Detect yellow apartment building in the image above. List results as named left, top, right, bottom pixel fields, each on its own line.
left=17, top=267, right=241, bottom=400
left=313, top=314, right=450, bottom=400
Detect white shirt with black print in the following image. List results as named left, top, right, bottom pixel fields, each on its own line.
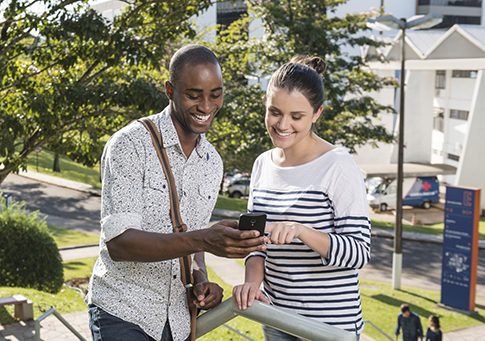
left=86, top=107, right=223, bottom=341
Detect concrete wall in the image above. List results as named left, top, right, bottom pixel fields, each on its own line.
left=456, top=70, right=485, bottom=211
left=390, top=70, right=435, bottom=164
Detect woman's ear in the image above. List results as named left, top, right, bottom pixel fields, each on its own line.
left=165, top=81, right=174, bottom=100
left=313, top=105, right=324, bottom=123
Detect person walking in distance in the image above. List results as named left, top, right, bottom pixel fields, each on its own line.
left=395, top=304, right=424, bottom=341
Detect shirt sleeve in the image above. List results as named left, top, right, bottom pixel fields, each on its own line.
left=100, top=127, right=145, bottom=242
left=321, top=156, right=371, bottom=269
left=395, top=315, right=402, bottom=336
left=416, top=315, right=424, bottom=337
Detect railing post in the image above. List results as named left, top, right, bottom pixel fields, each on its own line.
left=34, top=307, right=86, bottom=341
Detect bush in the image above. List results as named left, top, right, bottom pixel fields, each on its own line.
left=0, top=202, right=63, bottom=293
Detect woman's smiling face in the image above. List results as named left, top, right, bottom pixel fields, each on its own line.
left=265, top=87, right=321, bottom=150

☆ ☆ ☆ ☆ ☆

• **TRY IT**: All lines from the one that contains "Detect bush in" through the end of the material are to be quoted exactly, with both ends included.

• **EXERCISE OUTPUT**:
Detect bush in the image above. List results as named left, top, right, bottom pixel fields, each on its own line.
left=0, top=202, right=63, bottom=293
Detect woman's smiling face in the image above. List results as named left, top, right, bottom pixel fields, each on its own line.
left=265, top=87, right=321, bottom=150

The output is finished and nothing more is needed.